───── Extracted information ─────

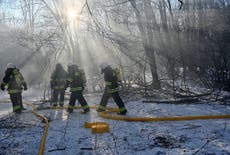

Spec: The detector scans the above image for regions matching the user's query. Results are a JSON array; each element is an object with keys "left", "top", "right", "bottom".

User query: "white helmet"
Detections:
[
  {"left": 6, "top": 63, "right": 16, "bottom": 68},
  {"left": 100, "top": 62, "right": 109, "bottom": 69}
]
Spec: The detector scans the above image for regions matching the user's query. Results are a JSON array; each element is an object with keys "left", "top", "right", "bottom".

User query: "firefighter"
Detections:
[
  {"left": 67, "top": 64, "right": 90, "bottom": 113},
  {"left": 50, "top": 63, "right": 67, "bottom": 107},
  {"left": 97, "top": 63, "right": 127, "bottom": 115},
  {"left": 1, "top": 63, "right": 27, "bottom": 113}
]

─────

_Your goal_:
Can you restate these lines with every "detector" swapped for "locator", leaving everything else unchanged and leaving the pictures out?

_Expected answer_:
Spec: The locator scans the above image for regions matching the user's query. Results are a JSON array; each element is an object with keys "left", "top", "right", "bottom".

User query: "white helmet"
Detections:
[
  {"left": 6, "top": 63, "right": 16, "bottom": 68},
  {"left": 100, "top": 62, "right": 109, "bottom": 69}
]
Spec: The locator scans the above image for regions matching the user's query. Results are a JSON array; each element is an object with keys "left", "top", "right", "bottom".

User query: "firefighter"
Detections:
[
  {"left": 67, "top": 64, "right": 90, "bottom": 113},
  {"left": 50, "top": 63, "right": 67, "bottom": 107},
  {"left": 97, "top": 63, "right": 127, "bottom": 115},
  {"left": 1, "top": 63, "right": 27, "bottom": 113}
]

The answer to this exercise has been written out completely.